* DIRECTIONS FOR THIS TASK
Rewrite the items from the line containing "Where can the sofa armrest" through the line containing "<point>324,150</point>" as a JSON list of strings, one string per line, leaving out blank lines.

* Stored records

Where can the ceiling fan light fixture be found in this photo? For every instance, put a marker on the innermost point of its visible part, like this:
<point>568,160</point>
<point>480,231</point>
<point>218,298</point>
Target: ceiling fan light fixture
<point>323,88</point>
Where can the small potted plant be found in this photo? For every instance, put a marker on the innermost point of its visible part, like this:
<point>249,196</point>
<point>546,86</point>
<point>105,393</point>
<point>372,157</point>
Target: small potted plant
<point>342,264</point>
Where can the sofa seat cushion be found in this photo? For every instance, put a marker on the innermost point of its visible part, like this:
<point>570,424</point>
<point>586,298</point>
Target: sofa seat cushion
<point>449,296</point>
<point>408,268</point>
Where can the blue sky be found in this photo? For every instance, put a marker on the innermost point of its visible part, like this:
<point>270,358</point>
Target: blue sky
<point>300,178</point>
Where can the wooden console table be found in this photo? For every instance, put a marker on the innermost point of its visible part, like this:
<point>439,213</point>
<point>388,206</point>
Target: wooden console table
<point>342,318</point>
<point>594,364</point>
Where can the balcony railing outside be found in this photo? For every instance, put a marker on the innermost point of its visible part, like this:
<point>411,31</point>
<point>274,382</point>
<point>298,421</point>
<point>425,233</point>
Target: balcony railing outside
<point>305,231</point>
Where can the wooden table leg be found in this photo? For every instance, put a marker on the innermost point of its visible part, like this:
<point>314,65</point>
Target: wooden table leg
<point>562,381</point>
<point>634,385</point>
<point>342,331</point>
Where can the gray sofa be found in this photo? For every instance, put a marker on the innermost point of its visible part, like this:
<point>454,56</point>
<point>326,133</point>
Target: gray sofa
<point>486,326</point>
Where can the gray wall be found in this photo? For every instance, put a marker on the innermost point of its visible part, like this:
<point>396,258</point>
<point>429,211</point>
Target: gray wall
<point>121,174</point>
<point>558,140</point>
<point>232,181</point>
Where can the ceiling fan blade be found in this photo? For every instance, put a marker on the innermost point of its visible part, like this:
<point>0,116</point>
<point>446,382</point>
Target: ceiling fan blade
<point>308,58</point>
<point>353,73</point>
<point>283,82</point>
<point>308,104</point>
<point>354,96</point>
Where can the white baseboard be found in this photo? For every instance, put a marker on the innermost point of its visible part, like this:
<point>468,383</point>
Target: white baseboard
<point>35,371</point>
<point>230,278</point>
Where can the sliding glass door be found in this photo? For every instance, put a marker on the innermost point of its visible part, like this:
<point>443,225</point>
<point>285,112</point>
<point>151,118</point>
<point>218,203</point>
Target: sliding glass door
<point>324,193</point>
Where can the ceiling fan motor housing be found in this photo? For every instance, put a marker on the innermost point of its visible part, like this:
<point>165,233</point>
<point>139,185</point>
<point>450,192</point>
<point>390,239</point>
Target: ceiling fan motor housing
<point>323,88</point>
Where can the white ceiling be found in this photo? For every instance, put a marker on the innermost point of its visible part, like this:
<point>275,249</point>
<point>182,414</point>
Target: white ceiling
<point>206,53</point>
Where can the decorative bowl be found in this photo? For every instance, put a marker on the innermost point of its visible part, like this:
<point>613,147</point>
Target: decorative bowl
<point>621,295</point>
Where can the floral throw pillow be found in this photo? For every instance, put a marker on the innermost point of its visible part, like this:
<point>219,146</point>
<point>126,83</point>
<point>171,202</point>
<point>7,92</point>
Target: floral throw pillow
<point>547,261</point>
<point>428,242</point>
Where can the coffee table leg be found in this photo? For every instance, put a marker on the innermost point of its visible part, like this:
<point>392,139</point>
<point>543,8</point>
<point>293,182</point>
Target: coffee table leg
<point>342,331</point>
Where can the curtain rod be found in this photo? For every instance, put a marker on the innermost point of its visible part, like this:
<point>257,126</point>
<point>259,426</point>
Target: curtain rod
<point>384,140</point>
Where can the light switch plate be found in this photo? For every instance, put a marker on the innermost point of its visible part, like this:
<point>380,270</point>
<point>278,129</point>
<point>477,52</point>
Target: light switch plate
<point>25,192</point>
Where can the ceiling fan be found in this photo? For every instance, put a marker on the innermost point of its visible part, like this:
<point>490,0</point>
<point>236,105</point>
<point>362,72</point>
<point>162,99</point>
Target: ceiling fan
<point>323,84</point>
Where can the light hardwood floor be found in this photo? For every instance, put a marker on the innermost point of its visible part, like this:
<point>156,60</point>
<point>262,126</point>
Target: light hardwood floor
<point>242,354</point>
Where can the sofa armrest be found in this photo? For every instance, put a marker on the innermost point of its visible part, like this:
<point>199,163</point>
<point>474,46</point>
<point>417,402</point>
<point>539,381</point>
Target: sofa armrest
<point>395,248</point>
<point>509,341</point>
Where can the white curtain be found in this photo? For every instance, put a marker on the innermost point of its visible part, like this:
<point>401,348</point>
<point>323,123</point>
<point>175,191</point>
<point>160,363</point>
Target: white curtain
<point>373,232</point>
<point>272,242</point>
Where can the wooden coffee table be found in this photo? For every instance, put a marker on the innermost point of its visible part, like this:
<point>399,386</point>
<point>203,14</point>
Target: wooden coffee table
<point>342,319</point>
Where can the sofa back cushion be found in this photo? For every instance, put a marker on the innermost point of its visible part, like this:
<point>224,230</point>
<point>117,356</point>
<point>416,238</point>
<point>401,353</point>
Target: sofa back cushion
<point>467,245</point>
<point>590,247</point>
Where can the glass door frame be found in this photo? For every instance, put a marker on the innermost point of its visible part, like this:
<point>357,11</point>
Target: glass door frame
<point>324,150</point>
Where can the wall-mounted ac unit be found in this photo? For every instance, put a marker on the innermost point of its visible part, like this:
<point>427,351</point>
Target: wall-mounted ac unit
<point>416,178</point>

---

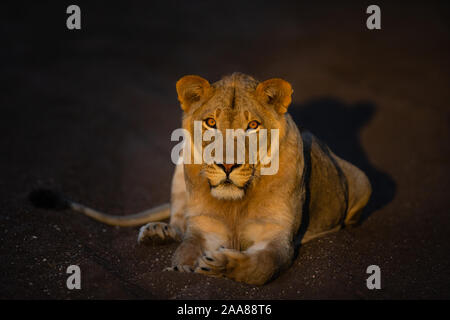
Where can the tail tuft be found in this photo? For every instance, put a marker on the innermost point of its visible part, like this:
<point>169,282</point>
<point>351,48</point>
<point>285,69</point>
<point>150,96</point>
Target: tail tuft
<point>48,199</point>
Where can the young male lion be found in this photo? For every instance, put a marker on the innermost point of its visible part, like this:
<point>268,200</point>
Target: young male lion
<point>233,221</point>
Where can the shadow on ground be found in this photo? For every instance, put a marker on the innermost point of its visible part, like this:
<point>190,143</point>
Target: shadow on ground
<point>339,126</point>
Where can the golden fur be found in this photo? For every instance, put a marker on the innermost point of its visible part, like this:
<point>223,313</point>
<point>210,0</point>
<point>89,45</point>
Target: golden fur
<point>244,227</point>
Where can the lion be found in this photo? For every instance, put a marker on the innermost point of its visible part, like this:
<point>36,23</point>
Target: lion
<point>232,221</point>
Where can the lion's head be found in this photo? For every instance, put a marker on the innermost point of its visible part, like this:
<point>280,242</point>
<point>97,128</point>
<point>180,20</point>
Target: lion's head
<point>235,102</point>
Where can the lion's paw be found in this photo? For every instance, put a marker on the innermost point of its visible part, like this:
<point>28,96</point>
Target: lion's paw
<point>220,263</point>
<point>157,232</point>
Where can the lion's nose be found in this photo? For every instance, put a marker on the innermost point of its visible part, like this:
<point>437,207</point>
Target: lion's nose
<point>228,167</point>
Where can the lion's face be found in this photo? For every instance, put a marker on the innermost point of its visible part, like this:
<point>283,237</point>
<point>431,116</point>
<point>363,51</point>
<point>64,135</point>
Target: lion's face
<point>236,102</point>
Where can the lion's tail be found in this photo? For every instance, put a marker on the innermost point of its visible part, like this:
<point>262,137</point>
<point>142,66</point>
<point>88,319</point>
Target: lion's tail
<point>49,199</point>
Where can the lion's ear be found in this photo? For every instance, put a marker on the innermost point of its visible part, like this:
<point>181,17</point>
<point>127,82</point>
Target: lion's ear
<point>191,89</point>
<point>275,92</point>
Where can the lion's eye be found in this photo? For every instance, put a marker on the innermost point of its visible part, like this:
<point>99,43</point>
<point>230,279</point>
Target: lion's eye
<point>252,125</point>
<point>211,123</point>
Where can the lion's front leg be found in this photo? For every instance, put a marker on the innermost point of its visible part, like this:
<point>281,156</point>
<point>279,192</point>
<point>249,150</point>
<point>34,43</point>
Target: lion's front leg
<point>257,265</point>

...

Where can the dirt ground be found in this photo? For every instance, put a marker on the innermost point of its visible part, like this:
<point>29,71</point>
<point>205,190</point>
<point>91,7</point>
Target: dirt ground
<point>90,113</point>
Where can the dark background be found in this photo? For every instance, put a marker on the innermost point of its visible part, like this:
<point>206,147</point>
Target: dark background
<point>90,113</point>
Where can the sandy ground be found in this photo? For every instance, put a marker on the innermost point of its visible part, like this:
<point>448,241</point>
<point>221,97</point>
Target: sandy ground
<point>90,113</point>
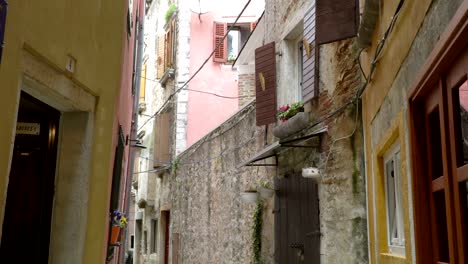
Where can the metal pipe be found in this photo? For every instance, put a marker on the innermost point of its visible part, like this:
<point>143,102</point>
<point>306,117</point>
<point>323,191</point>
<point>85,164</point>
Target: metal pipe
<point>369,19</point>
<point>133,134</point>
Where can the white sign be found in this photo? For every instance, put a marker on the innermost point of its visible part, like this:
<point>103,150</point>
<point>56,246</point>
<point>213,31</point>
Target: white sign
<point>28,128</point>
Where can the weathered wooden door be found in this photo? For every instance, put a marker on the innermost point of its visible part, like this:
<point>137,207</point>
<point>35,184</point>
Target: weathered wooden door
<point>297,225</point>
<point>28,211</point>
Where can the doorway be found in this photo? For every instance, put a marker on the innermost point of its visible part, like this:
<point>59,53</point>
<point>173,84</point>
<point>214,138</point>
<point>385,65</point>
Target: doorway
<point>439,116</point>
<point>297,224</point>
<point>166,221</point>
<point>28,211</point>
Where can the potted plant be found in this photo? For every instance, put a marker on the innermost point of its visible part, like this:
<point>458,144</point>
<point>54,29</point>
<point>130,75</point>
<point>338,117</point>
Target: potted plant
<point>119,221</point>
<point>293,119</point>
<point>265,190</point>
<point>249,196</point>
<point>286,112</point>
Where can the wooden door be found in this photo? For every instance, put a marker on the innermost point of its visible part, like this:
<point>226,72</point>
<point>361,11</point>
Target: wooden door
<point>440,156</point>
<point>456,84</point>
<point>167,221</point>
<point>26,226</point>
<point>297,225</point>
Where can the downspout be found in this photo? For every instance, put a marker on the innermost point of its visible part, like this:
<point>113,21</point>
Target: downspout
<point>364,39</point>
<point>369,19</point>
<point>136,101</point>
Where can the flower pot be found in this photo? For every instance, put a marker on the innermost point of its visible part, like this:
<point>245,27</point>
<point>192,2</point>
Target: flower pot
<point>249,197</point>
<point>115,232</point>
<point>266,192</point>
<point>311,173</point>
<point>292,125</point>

* TASK RESPONSE
[
  "Where can the sofa armrest be found in this photo? For every instance, put a marker on the innermost point of its visible part, like this:",
  "<point>199,163</point>",
  "<point>474,46</point>",
  "<point>417,402</point>",
  "<point>539,381</point>",
  "Target: sofa armrest",
  "<point>395,248</point>",
  "<point>509,341</point>",
  "Where can the white curtain be found in this photo? For every instance, put a marker on the innermost point of its visible part, like this:",
  "<point>401,348</point>",
  "<point>323,123</point>",
  "<point>175,191</point>",
  "<point>160,363</point>",
  "Target: white curtain",
  "<point>373,232</point>",
  "<point>272,242</point>",
  "Where can the wooden coffee table be found in this photo? For every instance, put a marker on the innermost point of its visible part, like this:",
  "<point>399,386</point>",
  "<point>203,14</point>",
  "Target: wooden coffee table",
  "<point>342,319</point>",
  "Where can the sofa back cushion be found in this photo? For every instance, put a marker on the innermost point of its visible part, like this:",
  "<point>224,230</point>",
  "<point>117,356</point>",
  "<point>416,238</point>",
  "<point>401,353</point>",
  "Target: sofa back cushion",
  "<point>467,245</point>",
  "<point>590,247</point>",
  "Where can the glass door frame be found in this photo? For every instance, put a marker on the innermost point of its visible part, like this:",
  "<point>357,11</point>",
  "Target: glass door frame",
  "<point>324,150</point>"
]